## [Exercise set]
1) Summarize the passage about the EpiPen in two sentences.
2) Take the passage about the EpiPen further, beginning right after its final sentence.

## [Exercise passage]
━━━━━━━━━━━━━━━━━━━━━━━━━━━━━━
He was with his buddies, getting ready to go golfing at Sylvan Heights Golf Course when he was stung by 20 bees and he's allergic.
He reached for his EpiPen, but it was expired and not working, so he drove straight to East Side Pharmacy.
Without question, Fornataro handed Cook an EpiPen.
"He could have passed away,” Fornataro said.
"He saved my life. He definitely did," Cook said.
Hours later: "They said they'll only pay for the generic," Fornataro said.
Highmark said the name brand EpiPen is not covered under Cook's insurance and instead of paying $6, he would now have to pay $600.
"It's an emergency situation, it's not like I'm trying to gain anything,” Cook said.
Fornataro put in several calls to the insurance company to plead the case.
━━━━━━━━━━━━━━━━━━━━━━━━━━━━━━
## [Saved entries]
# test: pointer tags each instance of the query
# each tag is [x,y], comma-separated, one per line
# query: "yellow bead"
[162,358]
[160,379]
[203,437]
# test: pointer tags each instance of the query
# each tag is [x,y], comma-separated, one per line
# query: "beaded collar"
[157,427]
━━━━━━━━━━━━━━━━━━━━━━━━━━━━━━
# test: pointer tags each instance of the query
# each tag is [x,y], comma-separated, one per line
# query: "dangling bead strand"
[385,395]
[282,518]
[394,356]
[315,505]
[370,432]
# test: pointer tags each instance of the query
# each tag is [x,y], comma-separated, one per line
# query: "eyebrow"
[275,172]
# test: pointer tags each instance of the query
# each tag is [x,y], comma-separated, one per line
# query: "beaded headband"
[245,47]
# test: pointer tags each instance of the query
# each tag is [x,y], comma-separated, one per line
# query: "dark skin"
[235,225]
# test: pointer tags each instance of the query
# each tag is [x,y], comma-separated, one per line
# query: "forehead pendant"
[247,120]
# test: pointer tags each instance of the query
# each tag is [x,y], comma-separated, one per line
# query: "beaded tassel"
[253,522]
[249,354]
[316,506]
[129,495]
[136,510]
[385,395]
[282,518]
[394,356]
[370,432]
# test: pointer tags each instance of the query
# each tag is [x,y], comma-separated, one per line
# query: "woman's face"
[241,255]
━━━━━━━━━━━━━━━━━━━━━━━━━━━━━━
## [Answers by task]
1) Cook, who is allergic, was stung by 20 bees while getting ready to golf, found his EpiPen expired, and drove to East Side Pharmacy, where Fornataro handed him an EpiPen without question. Highmark later said the name-brand EpiPen was not covered, so Cook would have to pay $600 instead of $6, and Fornataro called the insurer several times to plead the case.

2)
Cook showed us the letter, which states, “We are sorry to inform you that request for the coverage of this drug does not meet the criteria for approval and has been denied."
"It was an emergency situation. I wasn't worried about whether to grab the brand or generic. My whole concern was getting Dan the medication so he's alive today," Fornataro said.
Channel 11 reached out to the insurance company for answers, which told us, "Highmark is unable to comment at this time."
So what happens next? They’re working to file an appeal with Highmark and Cook is even looking to take part in a peer-to-peer review to argue the claim.